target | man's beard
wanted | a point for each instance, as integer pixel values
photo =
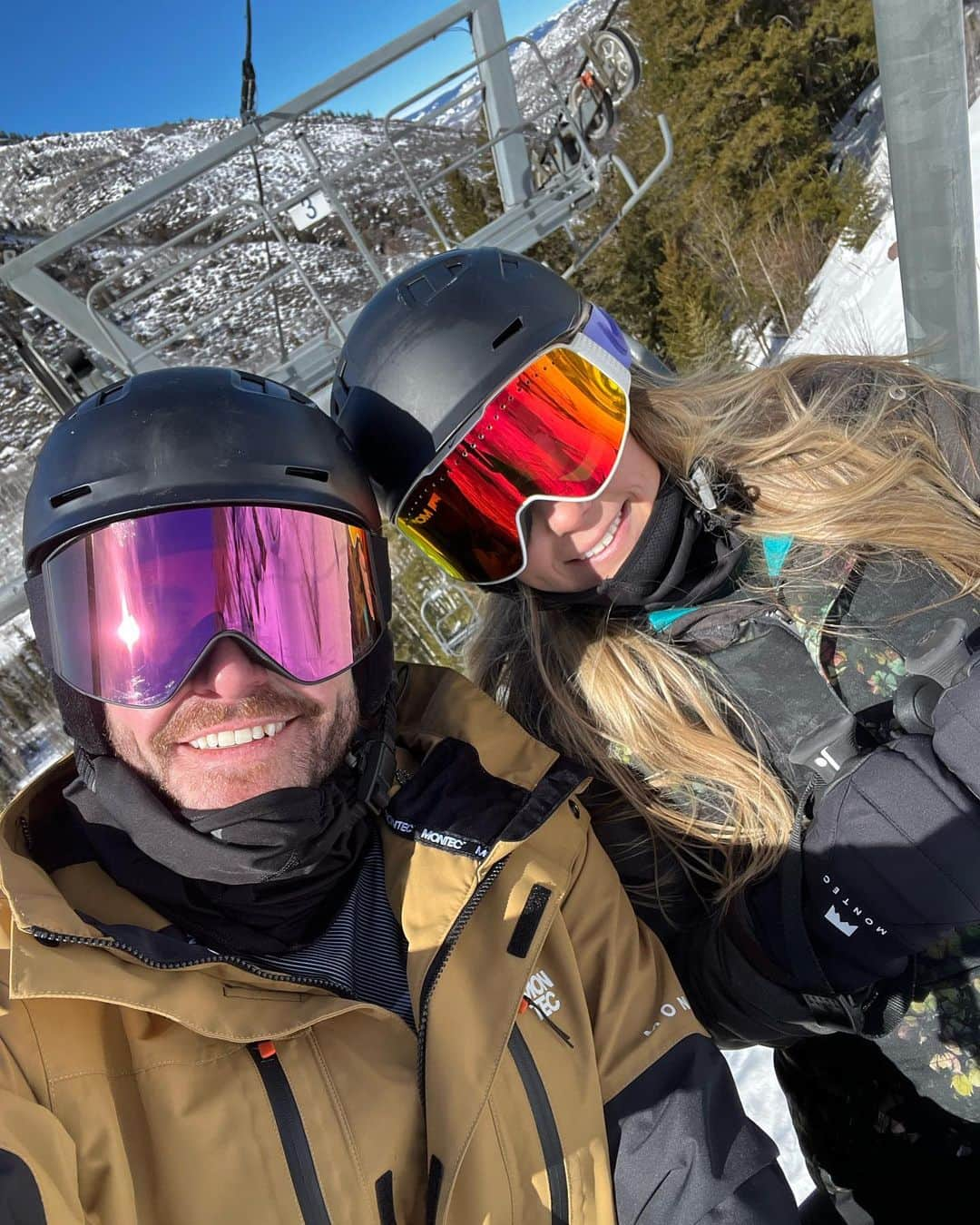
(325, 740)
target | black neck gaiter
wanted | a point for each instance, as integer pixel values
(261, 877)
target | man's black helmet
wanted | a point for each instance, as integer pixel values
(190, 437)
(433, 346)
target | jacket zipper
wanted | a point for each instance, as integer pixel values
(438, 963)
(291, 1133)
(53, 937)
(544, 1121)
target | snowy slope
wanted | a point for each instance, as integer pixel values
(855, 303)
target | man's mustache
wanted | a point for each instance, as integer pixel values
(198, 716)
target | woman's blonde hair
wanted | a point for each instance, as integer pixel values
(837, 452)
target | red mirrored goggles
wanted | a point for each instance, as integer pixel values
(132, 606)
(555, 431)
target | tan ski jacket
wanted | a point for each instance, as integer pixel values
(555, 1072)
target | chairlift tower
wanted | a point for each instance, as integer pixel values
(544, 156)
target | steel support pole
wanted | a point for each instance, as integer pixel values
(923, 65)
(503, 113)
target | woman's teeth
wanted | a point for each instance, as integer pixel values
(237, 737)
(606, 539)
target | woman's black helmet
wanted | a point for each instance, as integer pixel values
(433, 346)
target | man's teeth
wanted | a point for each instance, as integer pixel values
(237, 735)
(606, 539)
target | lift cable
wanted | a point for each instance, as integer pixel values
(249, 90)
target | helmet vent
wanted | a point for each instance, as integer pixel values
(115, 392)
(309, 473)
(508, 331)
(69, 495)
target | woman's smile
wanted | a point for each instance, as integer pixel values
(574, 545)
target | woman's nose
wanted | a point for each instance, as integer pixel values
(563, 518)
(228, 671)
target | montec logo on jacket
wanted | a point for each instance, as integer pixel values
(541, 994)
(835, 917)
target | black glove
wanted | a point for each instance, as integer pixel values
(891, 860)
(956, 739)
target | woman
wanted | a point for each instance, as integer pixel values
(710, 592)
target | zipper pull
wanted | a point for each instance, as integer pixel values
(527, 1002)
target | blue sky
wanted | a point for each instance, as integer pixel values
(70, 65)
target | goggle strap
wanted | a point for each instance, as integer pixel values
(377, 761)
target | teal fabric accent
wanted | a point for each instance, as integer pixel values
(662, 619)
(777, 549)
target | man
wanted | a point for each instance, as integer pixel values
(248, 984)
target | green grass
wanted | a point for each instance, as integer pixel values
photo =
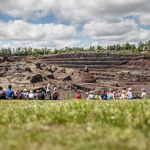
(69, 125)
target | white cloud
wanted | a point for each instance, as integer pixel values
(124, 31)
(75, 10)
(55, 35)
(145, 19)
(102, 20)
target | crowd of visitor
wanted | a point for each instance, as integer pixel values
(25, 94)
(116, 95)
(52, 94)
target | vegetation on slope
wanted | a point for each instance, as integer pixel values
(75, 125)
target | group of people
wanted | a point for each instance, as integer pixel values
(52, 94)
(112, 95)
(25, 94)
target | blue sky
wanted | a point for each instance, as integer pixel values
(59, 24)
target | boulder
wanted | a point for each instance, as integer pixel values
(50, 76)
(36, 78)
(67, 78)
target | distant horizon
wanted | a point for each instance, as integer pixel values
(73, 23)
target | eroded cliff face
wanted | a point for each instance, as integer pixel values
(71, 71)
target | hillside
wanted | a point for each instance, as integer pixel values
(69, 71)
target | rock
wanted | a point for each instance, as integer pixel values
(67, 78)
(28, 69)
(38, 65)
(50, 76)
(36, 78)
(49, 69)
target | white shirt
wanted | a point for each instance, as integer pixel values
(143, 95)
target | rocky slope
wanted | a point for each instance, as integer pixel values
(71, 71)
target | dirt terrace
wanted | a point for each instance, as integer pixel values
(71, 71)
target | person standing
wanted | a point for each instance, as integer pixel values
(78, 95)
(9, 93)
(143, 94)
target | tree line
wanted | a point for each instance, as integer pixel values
****
■ **Objective**
Rewrite the lines from the start of the records through the line containing "(544, 1121)", inclusive, keeping every request and raising each point coordinate in the answers by 106. Leave the pictures out.

■ **Reply to the exercise**
target | man's beard
wanted | a point for each instance, as integer pixel values
photo =
(431, 846)
target | black neck gaiter
wanted | a point for each instance, as integer pixel values
(367, 983)
target | man's black helmet
wanted | a point for each instance, as integer pixel values
(296, 543)
(539, 452)
target | jacket zipper
wanted | a point for each instance, as integer pixel values
(544, 1069)
(397, 1239)
(159, 1043)
(650, 1227)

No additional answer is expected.